**GIVEN PROBLEM**
Put the stretch from the line containing "of the carved" through the line containing "<point>161,6</point>" into a Markdown table with two columns, Number and Text. Give each line its number and its text, and leave out blank lines.

** start EXTRACTED MATERIAL **

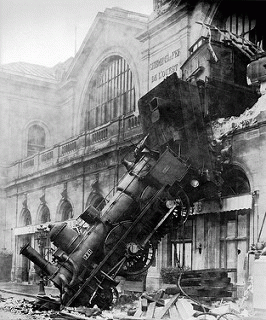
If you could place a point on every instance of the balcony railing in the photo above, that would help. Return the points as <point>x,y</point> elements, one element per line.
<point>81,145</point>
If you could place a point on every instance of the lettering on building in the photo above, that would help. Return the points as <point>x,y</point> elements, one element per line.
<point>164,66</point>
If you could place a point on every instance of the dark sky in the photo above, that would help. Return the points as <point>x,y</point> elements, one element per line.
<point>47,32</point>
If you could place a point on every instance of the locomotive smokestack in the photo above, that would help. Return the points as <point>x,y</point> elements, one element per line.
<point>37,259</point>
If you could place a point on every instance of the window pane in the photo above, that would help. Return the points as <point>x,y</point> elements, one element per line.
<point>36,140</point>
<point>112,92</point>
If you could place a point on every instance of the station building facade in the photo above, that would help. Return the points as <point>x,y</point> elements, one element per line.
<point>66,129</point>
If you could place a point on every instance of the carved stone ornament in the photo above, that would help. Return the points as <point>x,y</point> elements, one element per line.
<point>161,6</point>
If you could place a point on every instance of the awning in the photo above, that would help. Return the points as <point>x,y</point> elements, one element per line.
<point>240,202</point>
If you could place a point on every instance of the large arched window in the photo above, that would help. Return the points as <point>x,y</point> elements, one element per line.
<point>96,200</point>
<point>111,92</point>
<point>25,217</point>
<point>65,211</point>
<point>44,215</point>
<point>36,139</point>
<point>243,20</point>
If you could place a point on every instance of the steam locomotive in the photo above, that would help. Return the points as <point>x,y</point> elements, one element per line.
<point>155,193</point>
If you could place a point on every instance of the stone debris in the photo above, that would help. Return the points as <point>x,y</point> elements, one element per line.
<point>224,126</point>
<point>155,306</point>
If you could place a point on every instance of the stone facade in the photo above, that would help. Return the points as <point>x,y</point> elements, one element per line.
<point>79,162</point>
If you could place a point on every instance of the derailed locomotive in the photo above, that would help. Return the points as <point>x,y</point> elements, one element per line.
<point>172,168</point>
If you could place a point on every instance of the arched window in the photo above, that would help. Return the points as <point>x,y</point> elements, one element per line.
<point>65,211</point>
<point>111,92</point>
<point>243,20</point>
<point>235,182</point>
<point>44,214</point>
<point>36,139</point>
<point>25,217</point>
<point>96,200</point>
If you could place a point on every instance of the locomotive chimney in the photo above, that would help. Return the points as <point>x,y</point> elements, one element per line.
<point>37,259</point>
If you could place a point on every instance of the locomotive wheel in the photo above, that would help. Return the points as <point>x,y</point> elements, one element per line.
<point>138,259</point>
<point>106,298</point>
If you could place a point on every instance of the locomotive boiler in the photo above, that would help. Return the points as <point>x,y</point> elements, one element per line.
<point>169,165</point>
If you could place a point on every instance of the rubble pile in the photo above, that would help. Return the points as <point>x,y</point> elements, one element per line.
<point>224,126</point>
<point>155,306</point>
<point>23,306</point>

** end EXTRACTED MATERIAL **
** start EXTRACTED MATERIAL **

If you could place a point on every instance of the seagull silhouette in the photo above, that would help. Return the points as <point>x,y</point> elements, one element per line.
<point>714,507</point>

** end EXTRACTED MATERIAL **
** start EXTRACTED MATERIAL **

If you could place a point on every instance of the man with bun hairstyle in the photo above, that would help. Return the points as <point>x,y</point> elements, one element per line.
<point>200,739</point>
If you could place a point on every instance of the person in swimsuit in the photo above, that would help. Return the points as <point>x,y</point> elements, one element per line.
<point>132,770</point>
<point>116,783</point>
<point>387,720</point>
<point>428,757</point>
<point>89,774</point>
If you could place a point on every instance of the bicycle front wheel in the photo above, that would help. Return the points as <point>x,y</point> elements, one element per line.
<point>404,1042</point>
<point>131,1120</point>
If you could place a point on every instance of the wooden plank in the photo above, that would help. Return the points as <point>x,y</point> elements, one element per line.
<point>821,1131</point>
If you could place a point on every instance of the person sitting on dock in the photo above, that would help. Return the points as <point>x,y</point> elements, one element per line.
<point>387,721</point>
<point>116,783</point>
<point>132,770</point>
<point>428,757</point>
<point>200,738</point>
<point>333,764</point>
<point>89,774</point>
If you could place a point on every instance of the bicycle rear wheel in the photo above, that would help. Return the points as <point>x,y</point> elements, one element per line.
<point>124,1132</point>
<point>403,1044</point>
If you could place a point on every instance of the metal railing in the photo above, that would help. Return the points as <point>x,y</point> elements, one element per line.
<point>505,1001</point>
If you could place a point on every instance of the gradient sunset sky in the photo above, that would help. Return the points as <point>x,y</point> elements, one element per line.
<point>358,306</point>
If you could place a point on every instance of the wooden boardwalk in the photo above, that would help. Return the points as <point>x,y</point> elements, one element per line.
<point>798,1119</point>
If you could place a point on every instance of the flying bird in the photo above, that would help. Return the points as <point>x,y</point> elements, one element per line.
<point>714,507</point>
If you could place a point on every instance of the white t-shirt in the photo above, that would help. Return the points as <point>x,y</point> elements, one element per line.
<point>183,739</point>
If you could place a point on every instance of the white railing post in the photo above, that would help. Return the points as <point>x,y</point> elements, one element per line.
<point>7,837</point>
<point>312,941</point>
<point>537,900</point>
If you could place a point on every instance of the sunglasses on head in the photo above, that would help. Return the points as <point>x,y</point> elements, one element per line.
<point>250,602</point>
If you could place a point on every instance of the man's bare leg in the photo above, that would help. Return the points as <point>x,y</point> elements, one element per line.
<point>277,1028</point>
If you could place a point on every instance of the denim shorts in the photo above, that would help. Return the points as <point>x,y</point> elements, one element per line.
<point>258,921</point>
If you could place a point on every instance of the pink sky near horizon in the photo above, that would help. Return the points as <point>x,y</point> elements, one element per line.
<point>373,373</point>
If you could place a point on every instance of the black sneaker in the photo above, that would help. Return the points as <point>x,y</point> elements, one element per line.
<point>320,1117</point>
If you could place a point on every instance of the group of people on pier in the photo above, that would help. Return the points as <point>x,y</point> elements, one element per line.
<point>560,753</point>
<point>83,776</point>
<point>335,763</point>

** end EXTRACTED MATERIAL **

**RESPONSE TO THIS TASK**
| Number | Text |
|---|---|
| 1 | If you could place a point on every instance of the carved stone ornament in the photo above, that would help. Return the points as <point>x,y</point> elements, one element per line. |
| 2 | <point>161,6</point> |